### Text block
+---+

In many organizations, the HR manager faces a dilemma. You’d like to spend more time truly improving the overall work environment for your employees. You want to help company management find ways to save on workforce-related costs, find and hire better talent, and improve existing talent through training and development. But most days, you are stuck doing paperwork. The routine administration involved in day-to-day HR operations drains most of your available time and energy. On average, over 50% of a human resources department’s time is spent processing employee information and answering questions. If you’re like most HR managers, you face several business challenges:
- Succeeding with limited HR resources—Many small and midsized businesses have limited staff and resources. You alone, or a small team of colleagues, may be solely responsible for benefits administration, payroll, routine HR administration, and more. You need better tools to track important employee information, and to automate HR and benefits transactions so that you can devote more time to your most important duties—employee relations, fostering a good work environment, and providing employees with training and career opportunities.
- Managing compliance and risk of litigation—It’s difficult to stay on top of the myriad of state and federal workforce laws, regulations, and reporting requirements to protect your company from fines and penalties. You need to communicate with and train both managers and employees so that the company is not at risk of expensive employee lawsuits.

+---+

### Data extract
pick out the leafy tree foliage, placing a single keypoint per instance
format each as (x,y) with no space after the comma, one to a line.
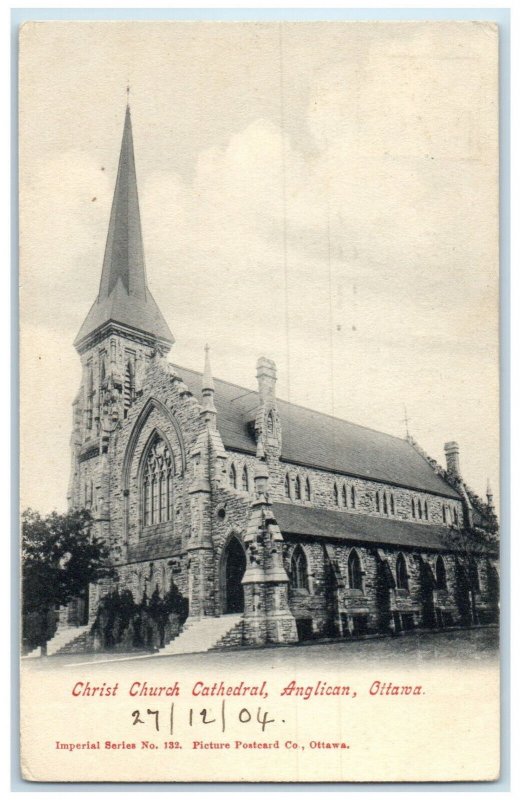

+---+

### What the task asks
Copy the text on HR managers' challenges in full, word for word. Work from the text alone, adding nothing from outside it.

### Exercise solution
In many organizations, the HR manager faces a dilemma. You’d like to spend more time truly improving the overall work environment for your employees. You want to help company management find ways to save on workforce-related costs, find and hire better talent, and improve existing talent through training and development. But most days, you are stuck doing paperwork. The routine administration involved in day-to-day HR operations drains most of your available time and energy. On average, over 50% of a human resources department’s time is spent processing employee information and answering questions. If you’re like most HR managers, you face several business challenges:
- Succeeding with limited HR resources—Many small and midsized businesses have limited staff and resources. You alone, or a small team of colleagues, may be solely responsible for benefits administration, payroll, routine HR administration, and more. You need better tools to track important employee information, and to automate HR and benefits transactions so that you can devote more time to your most important duties—employee relations, fostering a good work environment, and providing employees with training and career opportunities.
- Managing compliance and risk of litigation—It’s difficult to stay on top of the myriad of state and federal workforce laws, regulations, and reporting requirements to protect your company from fines and penalties. You need to communicate with and train both managers and employees so that the company is not at risk of expensive employee lawsuits.